[Provided data]

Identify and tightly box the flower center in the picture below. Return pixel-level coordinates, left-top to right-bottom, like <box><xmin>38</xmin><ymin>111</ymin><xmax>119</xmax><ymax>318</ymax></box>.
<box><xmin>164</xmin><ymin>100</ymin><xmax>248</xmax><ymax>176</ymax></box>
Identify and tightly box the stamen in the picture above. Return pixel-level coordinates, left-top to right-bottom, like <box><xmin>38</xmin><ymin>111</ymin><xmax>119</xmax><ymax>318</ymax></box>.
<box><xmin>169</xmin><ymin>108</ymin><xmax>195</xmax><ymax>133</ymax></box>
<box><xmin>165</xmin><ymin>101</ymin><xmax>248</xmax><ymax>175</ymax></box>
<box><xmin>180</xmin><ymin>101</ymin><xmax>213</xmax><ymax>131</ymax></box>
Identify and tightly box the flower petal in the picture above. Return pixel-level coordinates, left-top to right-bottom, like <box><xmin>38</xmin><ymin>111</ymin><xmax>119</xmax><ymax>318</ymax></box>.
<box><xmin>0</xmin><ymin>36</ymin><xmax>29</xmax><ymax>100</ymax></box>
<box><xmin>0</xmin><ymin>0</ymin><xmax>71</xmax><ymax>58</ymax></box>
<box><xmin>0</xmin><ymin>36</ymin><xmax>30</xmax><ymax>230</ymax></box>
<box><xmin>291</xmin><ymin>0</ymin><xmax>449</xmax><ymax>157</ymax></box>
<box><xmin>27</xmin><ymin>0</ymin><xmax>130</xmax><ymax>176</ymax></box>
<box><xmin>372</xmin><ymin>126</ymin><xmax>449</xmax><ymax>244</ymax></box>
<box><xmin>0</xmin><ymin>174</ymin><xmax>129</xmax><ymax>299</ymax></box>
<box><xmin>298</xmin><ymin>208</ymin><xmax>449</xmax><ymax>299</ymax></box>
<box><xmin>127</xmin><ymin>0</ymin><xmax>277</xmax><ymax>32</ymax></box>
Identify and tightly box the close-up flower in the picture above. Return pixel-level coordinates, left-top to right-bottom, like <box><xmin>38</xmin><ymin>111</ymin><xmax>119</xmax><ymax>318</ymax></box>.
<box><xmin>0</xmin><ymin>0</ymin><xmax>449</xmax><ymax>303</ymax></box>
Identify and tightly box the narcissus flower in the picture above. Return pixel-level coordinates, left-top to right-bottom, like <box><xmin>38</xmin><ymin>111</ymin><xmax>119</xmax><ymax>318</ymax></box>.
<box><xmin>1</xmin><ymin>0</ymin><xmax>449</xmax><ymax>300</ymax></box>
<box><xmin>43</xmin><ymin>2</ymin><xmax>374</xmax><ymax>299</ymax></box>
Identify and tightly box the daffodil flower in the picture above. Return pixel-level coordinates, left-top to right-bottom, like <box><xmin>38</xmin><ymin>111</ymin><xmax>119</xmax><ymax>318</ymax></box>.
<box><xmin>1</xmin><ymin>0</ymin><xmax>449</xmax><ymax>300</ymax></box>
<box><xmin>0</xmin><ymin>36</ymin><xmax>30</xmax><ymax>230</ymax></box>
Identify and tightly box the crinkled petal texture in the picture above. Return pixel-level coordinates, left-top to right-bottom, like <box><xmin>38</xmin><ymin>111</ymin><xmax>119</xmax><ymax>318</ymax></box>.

[/Provided data]

The records above should be repeated word for word.

_Solution below_
Identify and tightly box the flower center in the picture below. Return pixel-level coordinates, left-top to right-bottom, like <box><xmin>38</xmin><ymin>111</ymin><xmax>119</xmax><ymax>318</ymax></box>.
<box><xmin>164</xmin><ymin>100</ymin><xmax>248</xmax><ymax>176</ymax></box>
Identify and tightly box the stamen in the picture above. Return pixel-level coordinates, left-top to right-bottom, like <box><xmin>38</xmin><ymin>111</ymin><xmax>119</xmax><ymax>318</ymax></box>.
<box><xmin>169</xmin><ymin>108</ymin><xmax>195</xmax><ymax>133</ymax></box>
<box><xmin>165</xmin><ymin>101</ymin><xmax>248</xmax><ymax>175</ymax></box>
<box><xmin>180</xmin><ymin>101</ymin><xmax>213</xmax><ymax>131</ymax></box>
Identify and tightly box the flower petal in the picture above. Return pixel-level coordinates, left-top to right-bottom, like <box><xmin>38</xmin><ymin>111</ymin><xmax>119</xmax><ymax>318</ymax></box>.
<box><xmin>0</xmin><ymin>36</ymin><xmax>29</xmax><ymax>100</ymax></box>
<box><xmin>0</xmin><ymin>0</ymin><xmax>71</xmax><ymax>58</ymax></box>
<box><xmin>0</xmin><ymin>36</ymin><xmax>30</xmax><ymax>230</ymax></box>
<box><xmin>291</xmin><ymin>0</ymin><xmax>449</xmax><ymax>157</ymax></box>
<box><xmin>27</xmin><ymin>0</ymin><xmax>130</xmax><ymax>176</ymax></box>
<box><xmin>372</xmin><ymin>126</ymin><xmax>449</xmax><ymax>244</ymax></box>
<box><xmin>0</xmin><ymin>174</ymin><xmax>129</xmax><ymax>299</ymax></box>
<box><xmin>298</xmin><ymin>208</ymin><xmax>449</xmax><ymax>299</ymax></box>
<box><xmin>127</xmin><ymin>0</ymin><xmax>277</xmax><ymax>32</ymax></box>
Identify and tightly box the close-up flower in the picture above. Return pixel-level coordinates, left-top to right-bottom, like <box><xmin>38</xmin><ymin>111</ymin><xmax>119</xmax><ymax>318</ymax></box>.
<box><xmin>0</xmin><ymin>0</ymin><xmax>449</xmax><ymax>303</ymax></box>
Identify and tightly box the narcissus flower in the picture above. Return pixel-level coordinates, left-top to right-bottom, like <box><xmin>38</xmin><ymin>111</ymin><xmax>119</xmax><ymax>318</ymax></box>.
<box><xmin>1</xmin><ymin>0</ymin><xmax>449</xmax><ymax>300</ymax></box>
<box><xmin>43</xmin><ymin>2</ymin><xmax>374</xmax><ymax>299</ymax></box>
Identify and tightly box the daffodil flower in the picture above. Return pixel-level coordinates, left-top to right-bottom, like <box><xmin>38</xmin><ymin>111</ymin><xmax>119</xmax><ymax>318</ymax></box>.
<box><xmin>1</xmin><ymin>0</ymin><xmax>449</xmax><ymax>300</ymax></box>
<box><xmin>0</xmin><ymin>36</ymin><xmax>30</xmax><ymax>230</ymax></box>
Identify and tightly box the crinkled petal texture in the picture above. Return pixel-level coordinates, left-top to right-bottom, like <box><xmin>38</xmin><ymin>111</ymin><xmax>119</xmax><ymax>318</ymax></box>.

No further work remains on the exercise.